Please set down only the lines running from the one with "Each instance of the bare earth" through the last line of the entries, exactly as written and without any pictures.
◇ ◇ ◇ ◇
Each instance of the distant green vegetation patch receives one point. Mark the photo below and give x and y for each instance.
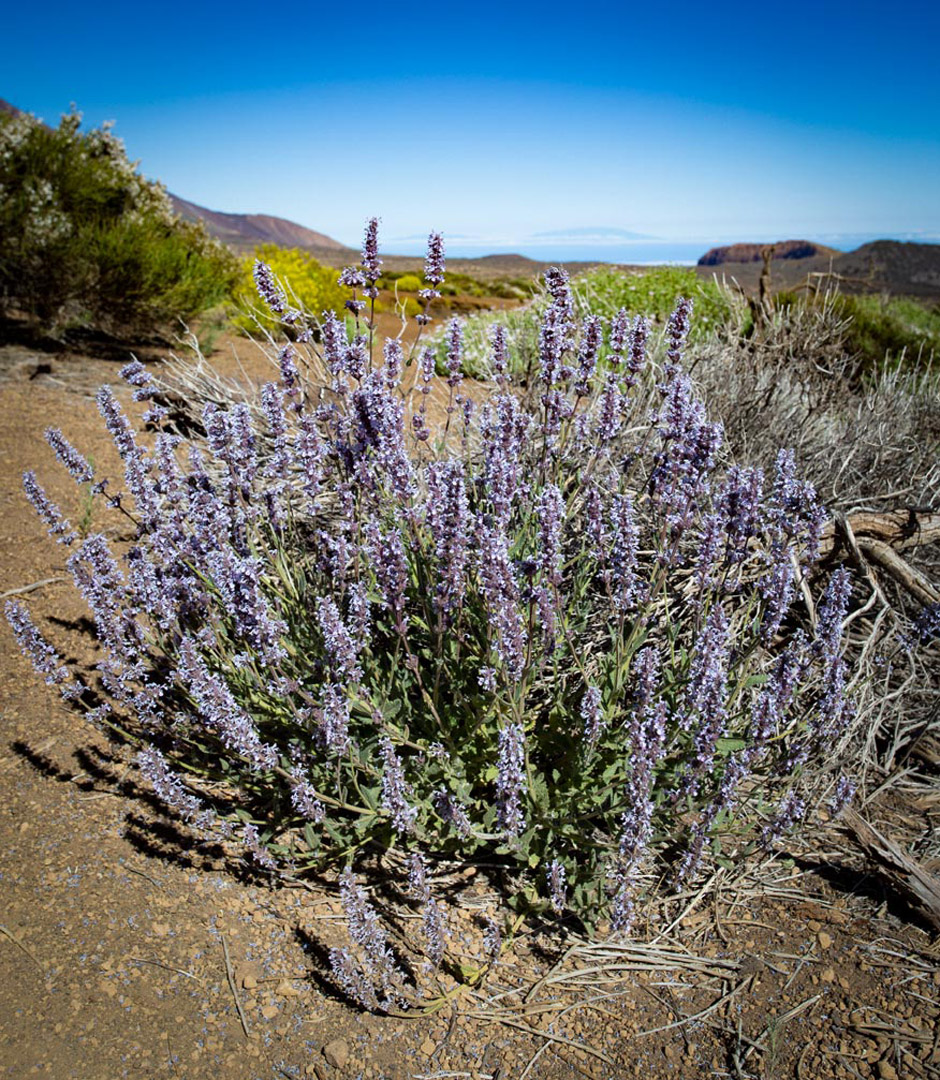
(603, 291)
(654, 293)
(893, 328)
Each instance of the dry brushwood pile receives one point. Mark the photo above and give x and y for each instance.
(515, 703)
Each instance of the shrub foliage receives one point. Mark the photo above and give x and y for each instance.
(86, 241)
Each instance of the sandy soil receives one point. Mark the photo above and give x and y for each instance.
(126, 949)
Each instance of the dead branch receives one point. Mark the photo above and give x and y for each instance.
(918, 888)
(910, 527)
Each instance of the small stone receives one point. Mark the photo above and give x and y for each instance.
(337, 1053)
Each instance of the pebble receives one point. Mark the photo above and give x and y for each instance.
(336, 1053)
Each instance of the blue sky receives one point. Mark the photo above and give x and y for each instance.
(692, 123)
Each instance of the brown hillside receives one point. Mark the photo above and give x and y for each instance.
(752, 253)
(245, 231)
(900, 267)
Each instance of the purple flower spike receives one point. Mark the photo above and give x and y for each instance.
(170, 790)
(510, 780)
(395, 792)
(556, 886)
(79, 468)
(51, 515)
(45, 660)
(676, 331)
(268, 288)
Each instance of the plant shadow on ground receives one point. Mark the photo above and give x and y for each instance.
(863, 885)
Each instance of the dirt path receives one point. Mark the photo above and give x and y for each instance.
(128, 952)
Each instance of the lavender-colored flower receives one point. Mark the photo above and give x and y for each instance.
(290, 375)
(705, 707)
(831, 615)
(268, 288)
(550, 510)
(433, 922)
(510, 779)
(137, 376)
(739, 505)
(789, 814)
(451, 810)
(387, 554)
(334, 717)
(171, 791)
(501, 594)
(237, 579)
(558, 891)
(609, 412)
(395, 791)
(454, 360)
(48, 511)
(622, 539)
(136, 468)
(371, 261)
(842, 796)
(44, 658)
(434, 259)
(498, 354)
(101, 582)
(555, 334)
(220, 711)
(376, 971)
(708, 562)
(591, 337)
(636, 361)
(304, 797)
(676, 329)
(74, 461)
(272, 406)
(253, 845)
(619, 334)
(448, 521)
(592, 714)
(505, 428)
(340, 646)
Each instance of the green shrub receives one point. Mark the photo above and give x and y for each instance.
(408, 283)
(85, 240)
(308, 285)
(890, 326)
(602, 292)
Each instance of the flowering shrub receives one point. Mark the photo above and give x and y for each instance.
(85, 240)
(313, 286)
(558, 634)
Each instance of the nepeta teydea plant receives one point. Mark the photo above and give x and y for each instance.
(556, 633)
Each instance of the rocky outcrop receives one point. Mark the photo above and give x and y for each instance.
(752, 253)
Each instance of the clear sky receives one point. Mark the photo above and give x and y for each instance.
(498, 123)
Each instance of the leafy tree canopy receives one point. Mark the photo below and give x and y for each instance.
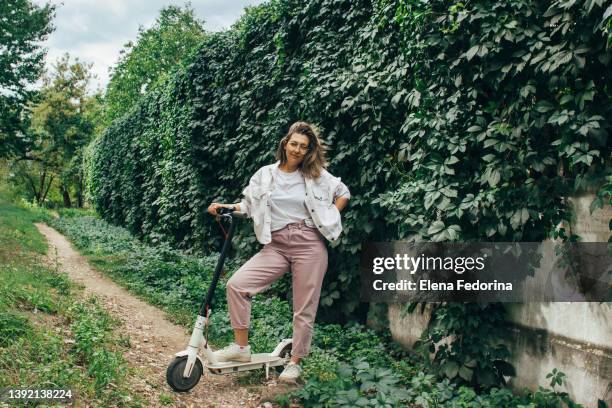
(156, 52)
(23, 25)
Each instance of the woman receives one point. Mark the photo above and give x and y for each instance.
(294, 203)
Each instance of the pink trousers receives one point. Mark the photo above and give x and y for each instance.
(297, 248)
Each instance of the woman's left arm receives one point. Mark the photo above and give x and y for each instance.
(341, 195)
(340, 203)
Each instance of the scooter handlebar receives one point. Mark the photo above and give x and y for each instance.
(230, 212)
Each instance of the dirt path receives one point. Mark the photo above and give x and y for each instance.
(153, 339)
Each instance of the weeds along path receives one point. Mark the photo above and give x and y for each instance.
(153, 339)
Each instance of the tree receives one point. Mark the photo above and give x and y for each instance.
(61, 126)
(157, 52)
(23, 25)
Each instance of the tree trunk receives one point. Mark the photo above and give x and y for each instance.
(65, 196)
(80, 189)
(44, 197)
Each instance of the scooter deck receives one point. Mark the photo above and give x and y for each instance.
(259, 360)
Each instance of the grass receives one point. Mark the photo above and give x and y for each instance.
(49, 335)
(349, 365)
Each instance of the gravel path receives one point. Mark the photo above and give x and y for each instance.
(153, 339)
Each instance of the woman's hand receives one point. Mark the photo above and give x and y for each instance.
(212, 209)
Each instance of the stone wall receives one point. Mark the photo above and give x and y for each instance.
(575, 338)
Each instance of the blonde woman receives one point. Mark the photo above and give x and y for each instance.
(295, 204)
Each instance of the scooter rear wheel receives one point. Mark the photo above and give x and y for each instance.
(174, 374)
(285, 353)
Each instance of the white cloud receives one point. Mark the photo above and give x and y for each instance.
(95, 31)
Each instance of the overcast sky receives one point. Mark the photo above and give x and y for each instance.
(96, 30)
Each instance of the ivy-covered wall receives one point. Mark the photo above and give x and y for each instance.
(447, 120)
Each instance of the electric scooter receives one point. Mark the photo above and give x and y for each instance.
(185, 370)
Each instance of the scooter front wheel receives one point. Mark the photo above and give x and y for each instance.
(174, 374)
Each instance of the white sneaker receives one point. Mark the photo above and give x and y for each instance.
(291, 373)
(234, 352)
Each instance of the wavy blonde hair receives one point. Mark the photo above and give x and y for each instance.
(314, 160)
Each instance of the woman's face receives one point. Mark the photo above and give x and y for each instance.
(296, 148)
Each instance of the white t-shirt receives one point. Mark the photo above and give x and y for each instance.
(287, 200)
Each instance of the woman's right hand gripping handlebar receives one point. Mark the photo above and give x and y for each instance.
(214, 208)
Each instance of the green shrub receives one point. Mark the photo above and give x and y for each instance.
(12, 327)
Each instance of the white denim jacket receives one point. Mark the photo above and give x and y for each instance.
(320, 196)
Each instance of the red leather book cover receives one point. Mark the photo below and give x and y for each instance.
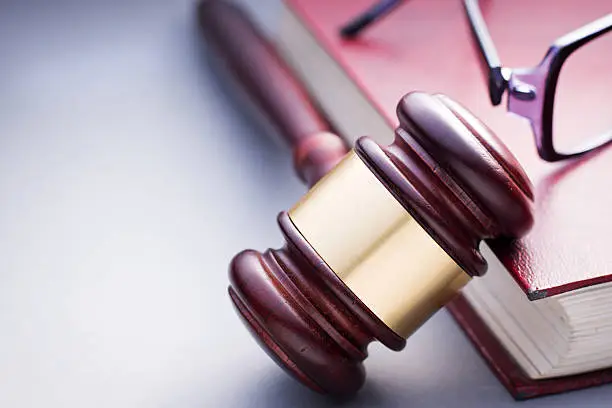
(427, 45)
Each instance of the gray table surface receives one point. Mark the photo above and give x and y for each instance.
(127, 182)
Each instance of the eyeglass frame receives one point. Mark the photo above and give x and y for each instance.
(531, 91)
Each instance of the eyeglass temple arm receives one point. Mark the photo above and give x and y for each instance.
(374, 13)
(498, 76)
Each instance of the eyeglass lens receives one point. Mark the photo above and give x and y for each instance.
(582, 113)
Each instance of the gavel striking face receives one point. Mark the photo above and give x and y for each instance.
(380, 243)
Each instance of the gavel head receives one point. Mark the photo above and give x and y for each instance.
(381, 243)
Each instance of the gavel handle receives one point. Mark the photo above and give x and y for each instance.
(259, 69)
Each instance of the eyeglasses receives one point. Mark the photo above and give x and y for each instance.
(535, 93)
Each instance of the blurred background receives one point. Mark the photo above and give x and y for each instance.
(128, 180)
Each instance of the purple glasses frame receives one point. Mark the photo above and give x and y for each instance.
(531, 91)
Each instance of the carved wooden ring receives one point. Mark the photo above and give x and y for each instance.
(381, 243)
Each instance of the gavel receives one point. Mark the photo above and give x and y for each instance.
(386, 235)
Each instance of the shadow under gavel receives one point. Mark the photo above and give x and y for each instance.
(385, 237)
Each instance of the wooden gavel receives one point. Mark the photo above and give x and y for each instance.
(384, 238)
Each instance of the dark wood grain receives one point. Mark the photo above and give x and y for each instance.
(302, 314)
(272, 85)
(454, 177)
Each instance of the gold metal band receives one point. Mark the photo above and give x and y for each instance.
(378, 250)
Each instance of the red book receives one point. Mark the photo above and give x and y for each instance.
(540, 318)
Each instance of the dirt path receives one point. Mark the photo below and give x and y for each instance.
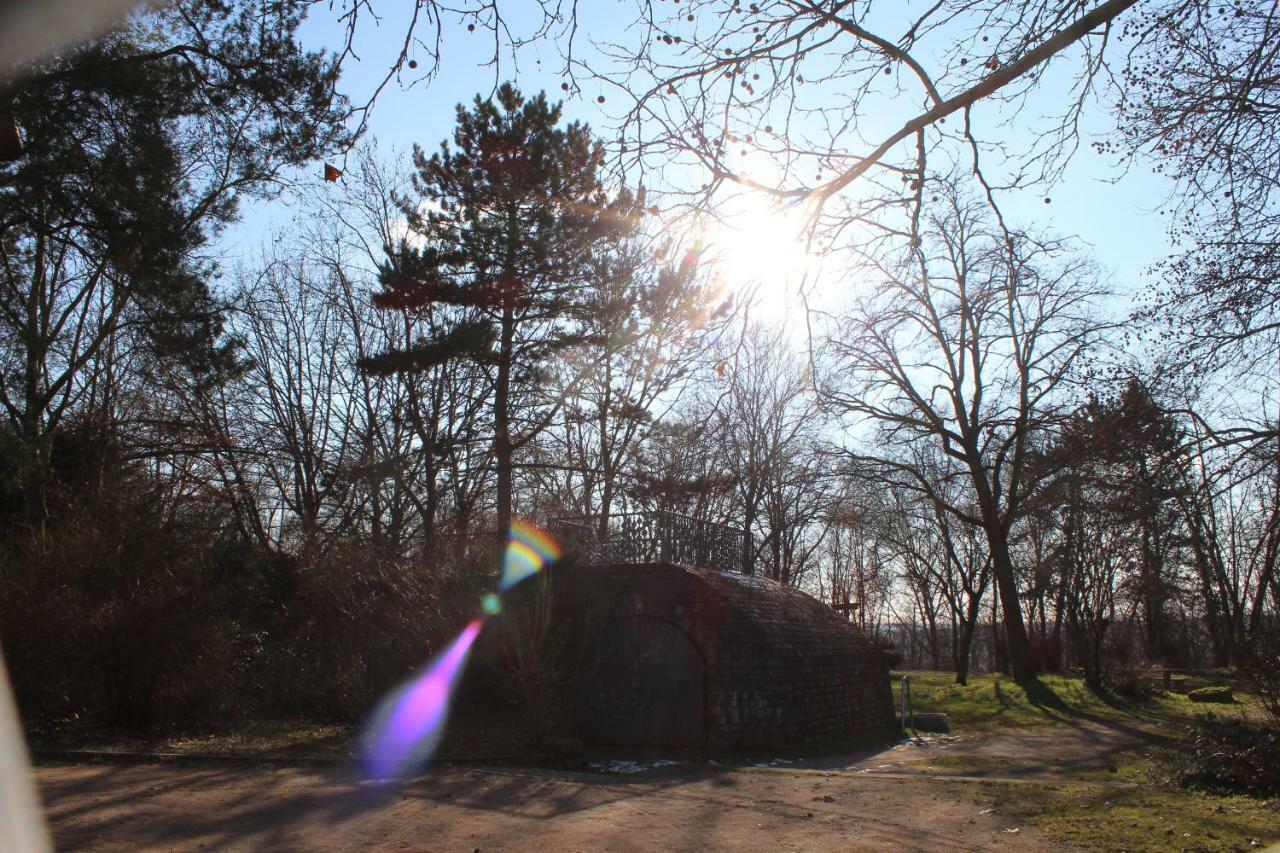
(246, 807)
(1074, 751)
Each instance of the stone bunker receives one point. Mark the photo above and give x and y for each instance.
(679, 656)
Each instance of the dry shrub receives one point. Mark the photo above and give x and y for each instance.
(360, 621)
(1233, 756)
(106, 619)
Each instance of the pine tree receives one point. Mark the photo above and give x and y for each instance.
(508, 219)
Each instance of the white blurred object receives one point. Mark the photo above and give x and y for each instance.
(32, 28)
(22, 828)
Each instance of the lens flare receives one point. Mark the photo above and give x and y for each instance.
(407, 725)
(528, 551)
(406, 729)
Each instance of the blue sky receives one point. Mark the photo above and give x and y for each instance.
(1110, 210)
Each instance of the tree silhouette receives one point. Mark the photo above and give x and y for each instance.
(510, 218)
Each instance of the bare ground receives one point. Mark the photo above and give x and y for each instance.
(250, 807)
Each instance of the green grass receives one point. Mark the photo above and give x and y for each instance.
(1141, 819)
(991, 702)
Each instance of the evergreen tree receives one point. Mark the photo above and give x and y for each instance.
(508, 218)
(136, 149)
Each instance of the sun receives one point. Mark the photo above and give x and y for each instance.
(758, 251)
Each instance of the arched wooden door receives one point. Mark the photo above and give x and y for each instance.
(647, 687)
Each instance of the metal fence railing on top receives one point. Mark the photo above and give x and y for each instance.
(653, 537)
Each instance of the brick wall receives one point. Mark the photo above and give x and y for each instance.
(781, 667)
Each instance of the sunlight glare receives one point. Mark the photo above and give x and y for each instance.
(759, 251)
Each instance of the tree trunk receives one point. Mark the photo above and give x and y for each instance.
(1016, 644)
(502, 420)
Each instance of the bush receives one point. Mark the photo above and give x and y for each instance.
(1233, 756)
(1211, 694)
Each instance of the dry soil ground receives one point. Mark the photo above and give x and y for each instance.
(896, 798)
(161, 807)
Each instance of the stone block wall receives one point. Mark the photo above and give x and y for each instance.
(781, 669)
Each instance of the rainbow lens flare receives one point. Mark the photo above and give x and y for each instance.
(529, 550)
(406, 729)
(407, 725)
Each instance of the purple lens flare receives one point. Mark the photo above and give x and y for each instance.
(406, 728)
(407, 725)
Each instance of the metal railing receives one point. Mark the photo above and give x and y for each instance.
(653, 537)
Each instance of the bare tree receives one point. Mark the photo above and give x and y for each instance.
(968, 343)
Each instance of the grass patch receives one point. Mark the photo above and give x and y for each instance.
(991, 702)
(1142, 819)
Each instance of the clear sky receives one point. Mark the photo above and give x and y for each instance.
(1109, 209)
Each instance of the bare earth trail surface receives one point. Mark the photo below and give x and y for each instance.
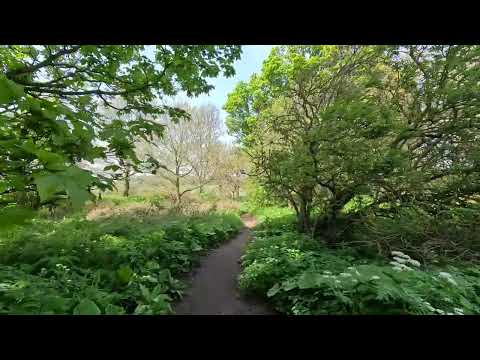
(214, 289)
◇ ◇ ◇ ◇
Reply to the task >>
Each instance of the bare earth trail surface receives one point. Mark the photo below and give x and y for each instance.
(214, 289)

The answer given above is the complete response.